SET PROBLEM 1 => Reproduce the part of the prospectus passage starting at "The Senior Securities" and ending at "of the Corporation.".

SELECTED EXCERPT =>
The Senior Securities will rank PARI PASSU with all other unsecured Senior
Debt of the Corporation, as defined. The Subordinated Securities will be
subordinated to all existing and future Senior Debt of the Corporation.
Specific terms of the Offered Securities, including such terms as, where
applicable, (i) in the case of Debt Securities, the specific designation,
aggregate principal amount, currency, denominations, maturity, premium, rate and
time of payment of interest, terms for redemption at the option of the
Corporation or repayment at the option of the holder, terms for sinking fund
payments, terms for conversion or exchange into capital securities and the
initial public offering price; (ii) in the case of Preferred Shares, the
specific title and stated value, any dividend, liquidation, redemption,
conversion, voting and other rights, and the initial public offering price and
whether interests in the Preferred Shares will be represented by Depositary
Shares; and (iii) in the case of Securities Warrants, where applicable, the
duration, offering price, exercise price and detachability, are set forth in the
accompanying Prospectus Supplement. Purchase Contracts may be issued, separately
or as a part of Units, in amounts, at prices, and on terms, and containing such
conditions, covenants and other provisions, as will be set forth in a Prospectus
Supplement. Units may be issued in amounts, at prices, on terms and containing
such conditions, covenants and other provisions, and consisting of such Offered
Securities and other securities, as will be set forth in a Prospectus
Supplement. The Prospectus Supplement will also contain information, where
applicable, about certain United States federal income tax considerations
relating to and any listing on a securities exchange of the Offered Securities
covered by the Prospectus Supplement.

SET PROBLEM 2 => From the segmentation dataset entries, write out the lines starting at the one that contains "cover, that would help a great deal." and ending at the one that contains "263), (1011, 272)]".

(Segmentation dataset excerpts)
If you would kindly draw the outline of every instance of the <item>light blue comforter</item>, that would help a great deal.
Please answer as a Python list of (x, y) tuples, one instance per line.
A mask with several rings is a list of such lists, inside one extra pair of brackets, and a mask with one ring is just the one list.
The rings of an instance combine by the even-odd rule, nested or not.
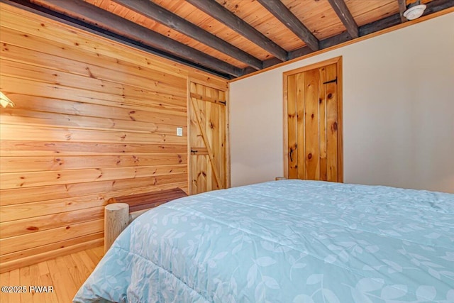
[(454, 302), (454, 194), (284, 180), (133, 222), (75, 302)]

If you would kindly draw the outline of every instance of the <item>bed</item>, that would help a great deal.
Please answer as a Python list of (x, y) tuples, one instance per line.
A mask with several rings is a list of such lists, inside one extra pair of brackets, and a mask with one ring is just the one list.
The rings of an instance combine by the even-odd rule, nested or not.
[(454, 194), (273, 181), (135, 219), (74, 302), (454, 302)]

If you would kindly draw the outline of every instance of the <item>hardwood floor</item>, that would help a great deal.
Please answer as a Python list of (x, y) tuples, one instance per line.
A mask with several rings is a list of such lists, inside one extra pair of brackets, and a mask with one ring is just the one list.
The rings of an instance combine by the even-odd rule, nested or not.
[[(2, 273), (0, 275), (0, 285), (2, 287), (0, 302), (71, 302), (79, 287), (92, 273), (104, 253), (104, 248), (100, 246)], [(5, 293), (4, 286), (25, 286), (26, 292)], [(40, 292), (33, 291), (33, 287), (38, 286), (48, 287), (42, 288)], [(53, 290), (53, 292), (51, 290)]]

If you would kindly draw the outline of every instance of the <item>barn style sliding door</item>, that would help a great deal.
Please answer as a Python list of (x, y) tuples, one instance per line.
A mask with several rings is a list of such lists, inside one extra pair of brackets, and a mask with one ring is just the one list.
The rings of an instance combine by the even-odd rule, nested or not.
[(189, 193), (228, 187), (226, 92), (190, 82)]
[(343, 182), (341, 57), (284, 75), (285, 175)]

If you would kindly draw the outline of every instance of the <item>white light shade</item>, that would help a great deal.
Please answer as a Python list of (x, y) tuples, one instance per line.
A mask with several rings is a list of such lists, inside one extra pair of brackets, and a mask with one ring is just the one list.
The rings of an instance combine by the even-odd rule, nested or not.
[(422, 16), (426, 9), (425, 4), (419, 4), (411, 6), (404, 13), (404, 16), (408, 20), (414, 20)]
[(0, 104), (1, 104), (3, 107), (6, 107), (9, 105), (11, 107), (14, 106), (14, 102), (11, 101), (9, 98), (5, 96), (1, 92), (0, 92)]

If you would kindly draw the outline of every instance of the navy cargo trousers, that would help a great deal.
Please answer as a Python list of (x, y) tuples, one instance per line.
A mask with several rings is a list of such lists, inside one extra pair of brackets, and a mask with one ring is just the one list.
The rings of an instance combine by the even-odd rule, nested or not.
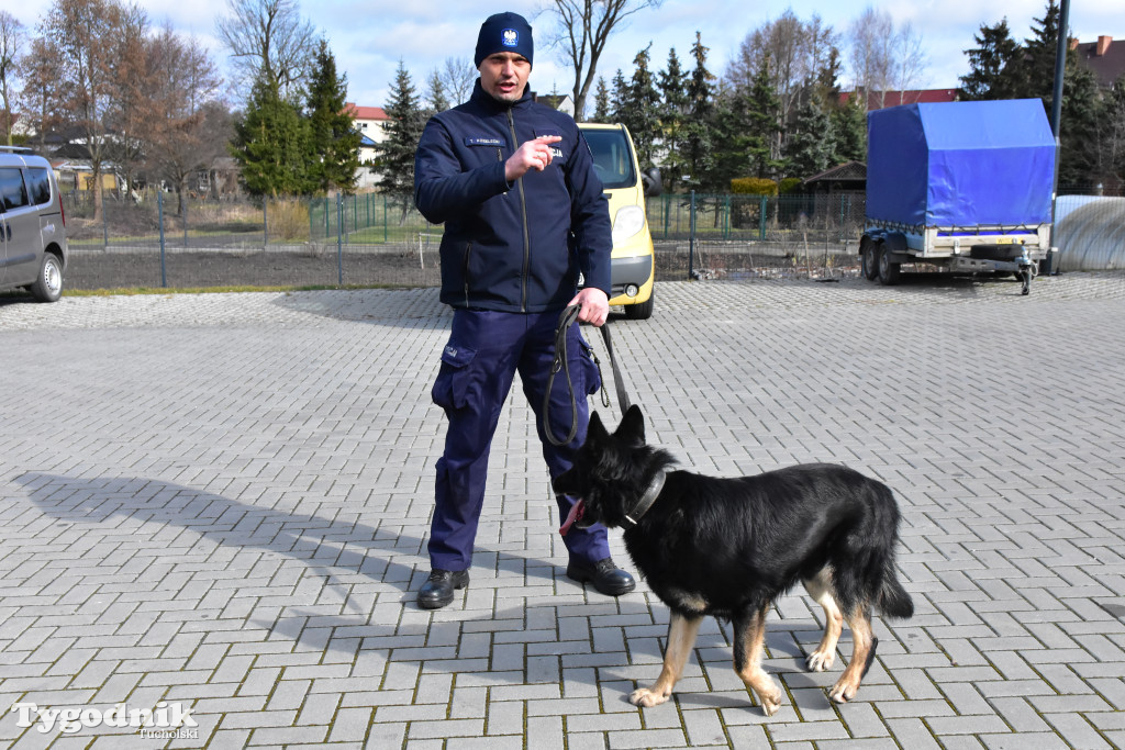
[[(560, 313), (453, 311), (452, 333), (442, 351), (432, 391), (434, 404), (446, 410), (449, 421), (446, 452), (438, 461), (430, 526), (430, 563), (434, 569), (467, 570), (472, 562), (488, 454), (516, 372), (536, 413), (537, 432), (552, 480), (570, 468), (575, 452), (586, 440), (590, 416), (586, 396), (597, 391), (601, 378), (577, 325), (567, 331), (567, 358), (578, 407), (578, 431), (562, 446), (552, 445), (543, 434), (543, 396), (555, 360), (555, 326)], [(570, 394), (561, 371), (551, 388), (549, 410), (551, 434), (556, 440), (565, 439), (573, 417)], [(574, 499), (557, 496), (557, 501), (559, 517), (565, 518)], [(564, 542), (574, 560), (597, 561), (610, 557), (606, 531), (600, 524), (575, 527)]]

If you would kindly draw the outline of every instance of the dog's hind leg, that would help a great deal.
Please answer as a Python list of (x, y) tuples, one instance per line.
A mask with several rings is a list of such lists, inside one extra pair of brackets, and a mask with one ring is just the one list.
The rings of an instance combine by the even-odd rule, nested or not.
[(766, 609), (750, 615), (739, 615), (735, 627), (735, 672), (746, 687), (754, 690), (762, 703), (766, 716), (773, 716), (781, 707), (781, 688), (762, 669), (762, 650), (766, 640)]
[(855, 697), (860, 690), (860, 680), (875, 659), (875, 647), (879, 644), (871, 627), (871, 607), (857, 605), (847, 614), (847, 625), (852, 629), (852, 661), (828, 693), (828, 697), (836, 703), (847, 703)]
[(822, 568), (814, 578), (802, 581), (809, 596), (825, 609), (825, 635), (820, 645), (804, 660), (809, 671), (822, 672), (836, 660), (836, 643), (844, 631), (844, 615), (832, 596), (831, 570)]
[(685, 617), (672, 613), (668, 622), (668, 645), (664, 649), (664, 668), (652, 687), (642, 687), (632, 692), (629, 703), (634, 706), (658, 706), (672, 695), (676, 680), (684, 674), (684, 665), (695, 647), (695, 636), (700, 632), (703, 617)]

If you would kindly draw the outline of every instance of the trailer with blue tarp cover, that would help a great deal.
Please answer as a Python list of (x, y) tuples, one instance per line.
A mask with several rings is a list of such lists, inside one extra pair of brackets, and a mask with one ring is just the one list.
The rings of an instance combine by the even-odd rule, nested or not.
[(1030, 290), (1051, 252), (1055, 142), (1038, 99), (955, 101), (867, 114), (867, 279), (902, 263), (1011, 272)]

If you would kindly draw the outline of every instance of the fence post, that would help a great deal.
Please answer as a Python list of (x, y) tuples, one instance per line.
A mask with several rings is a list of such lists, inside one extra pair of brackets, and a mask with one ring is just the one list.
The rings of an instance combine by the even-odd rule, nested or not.
[(695, 191), (692, 190), (692, 204), (687, 214), (687, 280), (695, 278)]
[[(98, 175), (101, 179), (101, 175)], [(106, 187), (102, 186), (98, 192), (98, 200), (101, 201), (101, 240), (106, 249), (109, 247), (109, 217), (106, 216)]]
[(156, 192), (156, 217), (160, 224), (160, 286), (168, 287), (168, 268), (164, 264), (164, 191)]
[(336, 279), (344, 286), (344, 195), (336, 193)]

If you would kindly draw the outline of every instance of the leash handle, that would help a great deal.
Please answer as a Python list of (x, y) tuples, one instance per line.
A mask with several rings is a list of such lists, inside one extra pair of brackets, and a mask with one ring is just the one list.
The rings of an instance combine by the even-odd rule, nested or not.
[(618, 406), (621, 407), (621, 416), (624, 416), (630, 406), (629, 395), (626, 392), (626, 383), (621, 378), (621, 370), (618, 368), (618, 358), (613, 356), (613, 341), (610, 338), (609, 322), (602, 324), (601, 331), (602, 341), (605, 342), (605, 351), (610, 354), (610, 367), (613, 369), (613, 387), (618, 391)]
[[(575, 400), (574, 383), (570, 381), (570, 358), (567, 356), (566, 332), (578, 319), (579, 311), (582, 311), (582, 307), (572, 305), (562, 310), (562, 315), (559, 316), (559, 322), (555, 326), (555, 360), (551, 362), (551, 371), (547, 376), (547, 390), (543, 394), (543, 435), (555, 446), (566, 445), (578, 434), (578, 401)], [(551, 432), (551, 390), (555, 387), (555, 376), (558, 374), (559, 370), (566, 374), (566, 387), (570, 394), (570, 432), (562, 440), (557, 439)]]
[[(555, 360), (551, 362), (551, 371), (547, 377), (547, 392), (543, 395), (543, 434), (550, 441), (551, 445), (566, 445), (578, 434), (578, 401), (574, 392), (574, 383), (570, 380), (570, 358), (567, 356), (566, 334), (570, 326), (578, 319), (578, 313), (580, 311), (582, 307), (578, 305), (567, 307), (562, 310), (559, 322), (555, 326)], [(630, 406), (629, 395), (626, 392), (624, 379), (621, 377), (618, 359), (613, 355), (613, 340), (610, 337), (609, 323), (602, 324), (601, 332), (602, 341), (605, 343), (605, 351), (610, 355), (610, 367), (613, 369), (613, 386), (618, 394), (618, 404), (621, 406), (622, 416), (624, 416)], [(594, 362), (597, 363), (596, 356), (594, 358)], [(565, 440), (559, 440), (555, 436), (550, 424), (551, 389), (555, 386), (555, 376), (560, 370), (566, 376), (567, 390), (570, 394), (570, 432)], [(598, 372), (601, 372), (601, 365), (598, 365)], [(604, 383), (602, 383), (602, 403), (605, 406), (610, 405)]]

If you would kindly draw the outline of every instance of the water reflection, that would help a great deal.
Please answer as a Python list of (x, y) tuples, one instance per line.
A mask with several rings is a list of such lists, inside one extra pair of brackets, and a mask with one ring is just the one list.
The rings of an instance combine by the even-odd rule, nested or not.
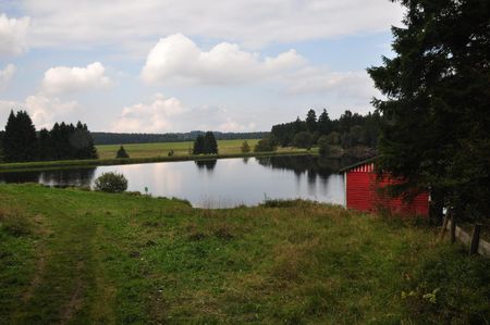
[(36, 182), (50, 186), (93, 186), (105, 172), (122, 173), (128, 190), (187, 199), (194, 207), (254, 205), (272, 199), (309, 199), (344, 203), (343, 176), (334, 172), (345, 160), (271, 157), (149, 163), (96, 168), (0, 173), (0, 183)]
[(196, 166), (199, 170), (206, 170), (209, 172), (212, 172), (212, 170), (215, 170), (216, 167), (216, 163), (218, 162), (218, 160), (216, 159), (211, 159), (211, 160), (196, 160)]

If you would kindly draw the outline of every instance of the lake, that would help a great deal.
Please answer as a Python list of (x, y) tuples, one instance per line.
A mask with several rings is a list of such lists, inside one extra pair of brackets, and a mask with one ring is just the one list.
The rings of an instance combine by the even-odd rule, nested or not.
[(309, 155), (161, 162), (90, 168), (0, 173), (0, 183), (93, 186), (106, 172), (122, 173), (130, 191), (188, 200), (196, 208), (256, 205), (269, 199), (308, 199), (345, 204), (344, 179), (336, 174), (352, 160)]

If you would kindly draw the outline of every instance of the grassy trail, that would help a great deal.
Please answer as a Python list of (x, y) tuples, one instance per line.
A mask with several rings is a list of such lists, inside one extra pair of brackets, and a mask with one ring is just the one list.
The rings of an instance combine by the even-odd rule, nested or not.
[[(490, 263), (433, 237), (425, 226), (326, 204), (199, 210), (0, 185), (0, 323), (485, 320)], [(432, 307), (422, 296), (437, 288)]]

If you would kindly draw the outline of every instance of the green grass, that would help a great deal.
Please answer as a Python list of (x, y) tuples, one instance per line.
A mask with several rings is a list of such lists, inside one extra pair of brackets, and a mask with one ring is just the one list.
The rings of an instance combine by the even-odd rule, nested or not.
[[(221, 154), (240, 153), (244, 140), (219, 140), (218, 148)], [(257, 145), (258, 139), (247, 140), (253, 149)], [(115, 153), (121, 145), (103, 145), (97, 146), (97, 152), (100, 159), (115, 158)], [(131, 158), (148, 158), (148, 157), (167, 157), (170, 150), (175, 155), (189, 155), (193, 148), (193, 141), (185, 142), (159, 142), (159, 143), (127, 143), (123, 145)]]
[[(485, 324), (490, 263), (427, 226), (0, 186), (0, 323)], [(434, 293), (434, 302), (424, 298)], [(430, 297), (429, 297), (430, 298)], [(485, 318), (487, 317), (487, 318)]]
[[(58, 170), (70, 167), (90, 167), (99, 165), (120, 165), (120, 164), (137, 164), (152, 163), (166, 161), (184, 161), (200, 159), (224, 159), (241, 157), (264, 157), (264, 155), (294, 155), (294, 154), (315, 154), (316, 151), (307, 151), (298, 148), (279, 148), (273, 152), (248, 152), (242, 153), (241, 147), (244, 140), (219, 140), (219, 154), (193, 155), (189, 154), (192, 142), (160, 142), (160, 143), (132, 143), (124, 145), (124, 149), (130, 154), (128, 159), (115, 159), (115, 152), (120, 145), (97, 146), (99, 159), (86, 160), (66, 160), (66, 161), (39, 161), (39, 162), (19, 162), (19, 163), (0, 163), (0, 172), (12, 172), (19, 170)], [(247, 140), (248, 145), (254, 148), (258, 140)], [(170, 150), (174, 150), (174, 155), (169, 157)]]

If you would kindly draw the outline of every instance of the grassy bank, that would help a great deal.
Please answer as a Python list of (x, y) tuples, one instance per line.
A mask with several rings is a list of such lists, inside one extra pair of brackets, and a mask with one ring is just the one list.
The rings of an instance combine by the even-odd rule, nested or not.
[(2, 163), (1, 172), (15, 171), (35, 171), (35, 170), (58, 170), (58, 168), (75, 168), (91, 167), (103, 165), (124, 165), (124, 164), (142, 164), (154, 162), (172, 162), (172, 161), (189, 161), (189, 160), (209, 160), (209, 159), (229, 159), (245, 157), (271, 157), (271, 155), (302, 155), (310, 154), (306, 150), (280, 150), (273, 152), (249, 152), (249, 153), (219, 153), (219, 154), (199, 154), (199, 155), (173, 155), (173, 157), (147, 157), (147, 158), (127, 158), (127, 159), (86, 159), (86, 160), (65, 160), (65, 161), (40, 161), (40, 162), (22, 162), (22, 163)]
[(1, 185), (0, 320), (485, 324), (490, 263), (433, 238), (301, 201), (211, 211)]
[[(218, 148), (221, 154), (236, 154), (241, 153), (242, 143), (245, 140), (218, 140)], [(246, 140), (250, 148), (257, 145), (258, 139)], [(151, 157), (167, 157), (170, 150), (173, 150), (174, 155), (189, 155), (193, 149), (193, 141), (184, 142), (159, 142), (159, 143), (127, 143), (123, 145), (131, 158), (151, 158)], [(96, 146), (100, 159), (115, 158), (120, 145), (102, 145)], [(291, 149), (290, 149), (291, 151)]]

ANSWER 1 =>
The Senior Securities will rank PARI PASSU with all other unsecured Senior
Debt of the Corporation, as defined. The Subordinated Securities will be
subordinated to all existing and future Senior Debt of the Corporation.

ANSWER 2 =>
If you would kindly draw the outline of every instance of the trailer with blue tarp cover, that would help a great deal.
Please answer as a Python list of (x, y) tuples, one instance per line.
A mask with several rings is a list of such lists, inside one extra pair of brackets, and a mask with one ring is just the one list.
The rings of an instance combine by the even-odd rule, nested or not.
[(1030, 290), (1051, 252), (1055, 142), (1038, 99), (955, 101), (867, 114), (867, 279), (902, 263), (1011, 272)]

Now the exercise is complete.